* [Do this]:
Give back the whole listing exactly as shown.

Source records:
— BEGIN —

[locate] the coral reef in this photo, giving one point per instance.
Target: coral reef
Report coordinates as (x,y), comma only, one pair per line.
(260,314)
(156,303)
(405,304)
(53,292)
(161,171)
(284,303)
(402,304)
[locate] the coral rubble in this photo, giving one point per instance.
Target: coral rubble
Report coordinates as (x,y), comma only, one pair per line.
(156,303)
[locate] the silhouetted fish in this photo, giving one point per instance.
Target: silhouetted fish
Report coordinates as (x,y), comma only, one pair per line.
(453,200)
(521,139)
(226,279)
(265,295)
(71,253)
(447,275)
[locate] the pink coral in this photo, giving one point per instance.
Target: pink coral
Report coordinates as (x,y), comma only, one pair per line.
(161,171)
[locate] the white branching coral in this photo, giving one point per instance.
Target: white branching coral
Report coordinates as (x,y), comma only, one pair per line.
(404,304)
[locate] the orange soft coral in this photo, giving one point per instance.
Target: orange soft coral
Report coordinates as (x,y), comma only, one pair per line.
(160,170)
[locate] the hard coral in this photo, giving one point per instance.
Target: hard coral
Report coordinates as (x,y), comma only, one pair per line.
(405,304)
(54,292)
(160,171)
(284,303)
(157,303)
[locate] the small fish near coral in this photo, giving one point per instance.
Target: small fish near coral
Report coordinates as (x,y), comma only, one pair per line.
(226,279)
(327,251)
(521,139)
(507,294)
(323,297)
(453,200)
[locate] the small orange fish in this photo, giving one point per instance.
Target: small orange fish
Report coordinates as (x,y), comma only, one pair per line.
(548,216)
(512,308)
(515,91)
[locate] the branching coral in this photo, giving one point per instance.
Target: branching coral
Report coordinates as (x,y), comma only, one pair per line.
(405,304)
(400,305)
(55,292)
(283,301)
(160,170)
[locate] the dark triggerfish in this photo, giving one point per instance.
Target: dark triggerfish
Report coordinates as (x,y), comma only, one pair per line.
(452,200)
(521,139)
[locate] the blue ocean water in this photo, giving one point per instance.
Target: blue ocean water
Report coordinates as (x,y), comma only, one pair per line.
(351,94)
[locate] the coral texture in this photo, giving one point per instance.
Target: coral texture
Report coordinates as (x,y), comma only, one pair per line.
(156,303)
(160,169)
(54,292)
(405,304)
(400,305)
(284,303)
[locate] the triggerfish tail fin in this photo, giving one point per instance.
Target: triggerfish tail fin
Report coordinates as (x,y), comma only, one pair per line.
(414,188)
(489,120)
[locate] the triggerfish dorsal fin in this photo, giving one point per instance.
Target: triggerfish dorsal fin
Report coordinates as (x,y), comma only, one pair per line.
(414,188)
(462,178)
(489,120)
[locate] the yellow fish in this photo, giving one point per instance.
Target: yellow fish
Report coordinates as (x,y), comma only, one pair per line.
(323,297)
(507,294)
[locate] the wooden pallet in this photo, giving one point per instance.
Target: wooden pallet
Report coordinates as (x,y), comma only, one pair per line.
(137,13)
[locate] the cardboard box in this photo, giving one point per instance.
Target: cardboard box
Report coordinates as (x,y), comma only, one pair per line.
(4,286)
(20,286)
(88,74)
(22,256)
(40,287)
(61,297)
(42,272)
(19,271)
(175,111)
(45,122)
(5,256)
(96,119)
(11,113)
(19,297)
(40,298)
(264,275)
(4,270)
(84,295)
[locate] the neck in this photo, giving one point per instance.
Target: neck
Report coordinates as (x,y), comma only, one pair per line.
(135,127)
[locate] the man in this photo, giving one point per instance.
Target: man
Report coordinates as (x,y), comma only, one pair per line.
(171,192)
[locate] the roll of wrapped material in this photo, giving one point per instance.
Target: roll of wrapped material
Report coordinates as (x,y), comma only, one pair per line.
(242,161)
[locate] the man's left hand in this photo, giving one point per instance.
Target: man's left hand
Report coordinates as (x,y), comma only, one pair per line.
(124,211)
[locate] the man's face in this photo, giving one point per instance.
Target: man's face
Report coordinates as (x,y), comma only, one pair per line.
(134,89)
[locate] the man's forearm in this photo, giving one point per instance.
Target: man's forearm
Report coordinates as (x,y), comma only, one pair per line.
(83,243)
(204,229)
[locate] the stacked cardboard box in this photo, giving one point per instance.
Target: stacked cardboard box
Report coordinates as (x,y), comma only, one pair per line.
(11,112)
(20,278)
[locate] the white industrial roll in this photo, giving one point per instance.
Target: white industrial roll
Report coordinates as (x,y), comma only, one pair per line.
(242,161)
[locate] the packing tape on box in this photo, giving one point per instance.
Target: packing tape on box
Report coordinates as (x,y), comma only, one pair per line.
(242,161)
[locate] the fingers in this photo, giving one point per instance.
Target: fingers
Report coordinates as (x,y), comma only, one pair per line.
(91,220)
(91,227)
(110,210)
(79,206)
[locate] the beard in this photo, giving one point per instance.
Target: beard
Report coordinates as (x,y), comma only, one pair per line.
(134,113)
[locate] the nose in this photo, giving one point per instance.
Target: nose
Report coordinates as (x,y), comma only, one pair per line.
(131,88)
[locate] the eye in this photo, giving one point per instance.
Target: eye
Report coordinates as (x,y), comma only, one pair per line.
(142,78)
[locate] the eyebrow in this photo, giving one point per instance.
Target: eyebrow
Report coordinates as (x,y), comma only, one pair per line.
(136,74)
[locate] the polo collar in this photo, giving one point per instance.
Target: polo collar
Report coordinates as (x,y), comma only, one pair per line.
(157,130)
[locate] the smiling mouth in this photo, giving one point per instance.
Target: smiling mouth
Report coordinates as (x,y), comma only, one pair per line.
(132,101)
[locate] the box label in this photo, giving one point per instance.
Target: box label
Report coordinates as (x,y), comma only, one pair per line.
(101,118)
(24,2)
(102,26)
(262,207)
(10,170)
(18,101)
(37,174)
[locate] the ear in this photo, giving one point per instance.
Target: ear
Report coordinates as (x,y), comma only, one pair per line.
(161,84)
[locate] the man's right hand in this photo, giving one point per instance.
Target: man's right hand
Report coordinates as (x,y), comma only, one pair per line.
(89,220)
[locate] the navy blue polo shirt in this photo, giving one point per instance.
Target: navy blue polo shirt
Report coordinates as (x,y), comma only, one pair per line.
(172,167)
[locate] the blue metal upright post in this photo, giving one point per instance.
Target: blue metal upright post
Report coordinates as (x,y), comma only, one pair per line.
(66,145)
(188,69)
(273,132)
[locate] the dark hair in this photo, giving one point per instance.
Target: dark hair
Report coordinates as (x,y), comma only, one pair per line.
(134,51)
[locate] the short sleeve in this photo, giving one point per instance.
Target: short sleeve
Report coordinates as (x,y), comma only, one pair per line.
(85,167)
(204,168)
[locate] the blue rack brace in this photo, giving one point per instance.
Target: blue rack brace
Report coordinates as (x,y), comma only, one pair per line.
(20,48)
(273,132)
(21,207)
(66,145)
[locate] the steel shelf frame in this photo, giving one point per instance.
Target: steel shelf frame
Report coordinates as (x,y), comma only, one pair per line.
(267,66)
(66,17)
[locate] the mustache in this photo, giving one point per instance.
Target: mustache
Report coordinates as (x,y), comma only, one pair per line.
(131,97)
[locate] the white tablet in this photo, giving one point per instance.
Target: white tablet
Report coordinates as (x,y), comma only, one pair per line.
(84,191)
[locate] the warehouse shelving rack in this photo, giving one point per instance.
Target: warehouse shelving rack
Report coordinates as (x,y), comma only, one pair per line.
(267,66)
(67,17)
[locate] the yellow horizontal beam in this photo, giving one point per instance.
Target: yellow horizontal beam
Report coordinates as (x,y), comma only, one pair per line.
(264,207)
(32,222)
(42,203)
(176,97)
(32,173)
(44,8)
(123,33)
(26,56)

— END —

* [Output for this task]:
[locate] the coral reef in this photo, giving one point per instance.
Target: coral reef
Report coordinates as (x,y), comma only, one pair per line.
(260,314)
(156,303)
(405,304)
(53,292)
(161,171)
(284,303)
(402,304)
[locate] the coral rubble in this photo, giving one point per instance.
Target: coral rubble
Report coordinates as (x,y), comma only, one pair per line.
(156,303)
[locate] the silhouetted fish in this photo, giving one point per instance.
Target: silhouetted fish
Report coordinates as (x,y), comma only, one pair per line.
(453,200)
(521,139)
(226,279)
(265,295)
(71,253)
(447,275)
[locate] the pink coral in this photo, giving one point per instance.
Target: pink coral
Report coordinates as (x,y), comma only, one pair per line.
(161,171)
[locate] the white branching coral in this photo, giving one point per instance.
Target: white branching coral
Report coordinates as (x,y), comma only, one pair per line.
(404,304)
[locate] the orange soft coral in this photo, giving one point per instance.
Target: orange soft coral
Report coordinates as (x,y), comma only, one pair per line.
(160,170)
[locate] the hard coral in this photo, giving one point per instance.
Target: hard coral
Report coordinates as (x,y), comma only, one pair per line.
(405,304)
(54,292)
(160,171)
(284,303)
(157,303)
[locate] the small fish near coral in this photo, giving one point per instance.
Target: small fish near coral
Report coordinates as (x,y), comma only, one pair per line.
(226,279)
(327,251)
(521,139)
(507,294)
(323,297)
(453,200)
[locate] the small orange fish in this photo, giving one point per instance.
Target: small orange fish
Report coordinates as (x,y), comma only, one pair per line.
(548,216)
(512,308)
(515,91)
[locate] the branching coral in this photo, giving one point per instance.
Target: branching coral
Report coordinates as (x,y), comma only, one pair per line.
(405,304)
(400,305)
(55,292)
(283,301)
(160,170)
[locate] the dark triggerfish in this photo, giving one point per instance.
Target: dark triggerfish
Report coordinates as (x,y), comma only, one pair per line.
(452,200)
(521,139)
[locate] the blue ocean water in this photo, giving one point per instance.
Target: blue ocean water
Report coordinates as (x,y), comma only, one pair per line.
(351,94)
[locate] the coral texture in this photo, giving one point per instance.
Target: coral texture
Report coordinates as (x,y), comma only, one pair per line.
(156,303)
(160,169)
(54,292)
(405,304)
(400,305)
(284,303)
[locate] the triggerfish tail fin in this photo, giving one point per instance.
Target: triggerfish tail fin
Report coordinates as (x,y), comma only, one pair per line.
(414,188)
(489,120)
[locate] the triggerfish dorsal fin in this photo, giving one point per instance.
Target: triggerfish dorsal fin
Report coordinates as (x,y), comma only, one pair per line.
(414,188)
(462,178)
(489,120)
[locate] the yellow fish in this photo, giving one point per instance.
Target: yellow fish
Report coordinates as (x,y), comma only, one pair per line.
(323,297)
(507,294)
[locate] the wooden pallet in this photo, giving one point per instance.
Target: wooden pallet
Report coordinates as (x,y), comma only, one pair per line.
(137,13)
[locate] the cardboard box in this photo, giving one point per instance.
Target: cardboard box
Report coordinates as (x,y), comma only, one pair per line.
(4,286)
(20,286)
(88,74)
(22,256)
(40,287)
(61,297)
(42,272)
(19,271)
(175,111)
(45,122)
(5,256)
(96,119)
(11,113)
(19,297)
(40,298)
(264,275)
(4,270)
(84,295)
[locate] the neck in this photo, giving one point per instance.
Target: neck
Report coordinates as (x,y), comma only, one pair per line.
(135,127)
[locate] the man in this photo, giving one point per instance.
Target: man
Report coordinates as (x,y), comma only, one pair per line.
(171,192)
[locate] the roll of wrapped material in this photo, giving one point per instance.
Target: roll of wrapped material
Report coordinates as (x,y), comma only, one pair per line.
(242,161)
[locate] the man's left hand in this photo, giving one point per instance.
Target: man's left hand
Report coordinates as (x,y), comma only, one pair per line.
(124,211)
[locate] the man's face in this photo, giving one point per instance.
Target: man's face
Report coordinates as (x,y), comma only, one pair per line.
(134,89)
[locate] the man's forearm in this photo, giving one point per instance.
Target: man's forearm
Report coordinates as (x,y), comma only, one pair per line.
(83,243)
(204,229)
[locate] the stacked cardboard box in this photo, giving one point per instance.
Target: stacked cardboard box
Report coordinates as (x,y), comma only, one pair per line.
(11,112)
(20,278)
[locate] the white industrial roll in this photo, giving one point per instance.
Target: white industrial roll
Report coordinates as (x,y), comma only, one pair per line.
(242,161)
[locate] the packing tape on box in this photo, giving one point per instance.
Target: packing tape on box
Report coordinates as (x,y), comma only, one pair per line.
(242,161)
[locate] the fingers in this photo, giving one point per instance.
Target: fingers
Report coordinates as (x,y), comma only, one pair per line.
(91,220)
(91,227)
(110,210)
(79,206)
[locate] the beard in this photo, giving one point per instance.
Target: beard
Report coordinates as (x,y), comma only, one pair per line.
(134,113)
[locate] the nose in this photo, giving one point per instance.
Target: nose
Report coordinates as (x,y), comma only, one pair per line.
(131,88)
[locate] the eye in this photo, giving one point per instance.
Target: eye
Report coordinates as (x,y), comma only, one pair per line.
(142,78)
[locate] the eyebrow in this photo, giving one point per instance.
Target: eyebrow
Report coordinates as (x,y), comma only, one pair per line.
(136,74)
[locate] the polo collar in this photo, giving one point per instance.
Target: polo collar
Report coordinates as (x,y), comma only, one pair per line.
(157,130)
[locate] the smiling mouth in this photo, giving one point per instance.
Target: smiling mouth
Report coordinates as (x,y), comma only, one pair per line.
(132,101)
[locate] the box label in this photo, giving one point per instance.
Target: box label
Report coordinates as (x,y), comma only, one pair per line.
(101,118)
(24,2)
(102,26)
(262,207)
(10,170)
(18,101)
(37,174)
[locate] the ear in this photo, giving one point per instance.
Target: ear
Report coordinates as (x,y), comma only, one pair per line.
(161,84)
[locate] the man's right hand in this photo, giving one point per instance.
Target: man's right hand
Report coordinates as (x,y), comma only, one pair per line.
(89,220)
[locate] the navy blue polo shirt in this photo, giving one point per instance.
Target: navy blue polo shirt
Report coordinates as (x,y), comma only, one pair per line.
(172,167)
[locate] the blue metal upright post in this photo, giving one point per instance.
Target: blue metal upright post
Report coordinates as (x,y), comma only, one pair per line.
(66,145)
(188,69)
(273,132)
[locate] the dark hair in this photo, giving one point per instance.
Target: dark hair
Report coordinates as (x,y), comma only, one pair per line.
(134,51)
[locate] the short sleeve in this photo, giving one point per instance.
Target: short sleeve
Report coordinates as (x,y), comma only, one pair per line.
(85,167)
(204,168)
[locate] the blue rack brace in this photo, giving one point per instance.
Target: blue rack brace
Report coordinates as (x,y), comma only, one pair per line.
(20,48)
(273,132)
(21,207)
(66,145)
[locate] the steel shelf frame in this photo, giving one point per instance.
Target: steel shelf frame
Report coordinates as (x,y), comma only, one pair per line.
(267,66)
(66,17)
[locate] the mustache in this photo, giving one point per instance.
Target: mustache
Report coordinates as (x,y), comma only, one pair per line.
(131,97)
[locate] the white tablet in this photo, giving one point per instance.
Target: white tablet
Report coordinates as (x,y), comma only, one pair per line.
(84,191)
[locate] the warehouse shelving rack in this photo, giving one point per instance.
Target: warehouse shelving rack
Report coordinates as (x,y), comma only, one pair per line.
(267,66)
(67,17)
[locate] the yellow horizontal beam in this photo, giving one point per instance.
Target: yellow horizontal beam
Report coordinates as (x,y), comma only, one pair per line.
(264,207)
(32,222)
(42,203)
(176,97)
(32,173)
(44,8)
(123,33)
(26,56)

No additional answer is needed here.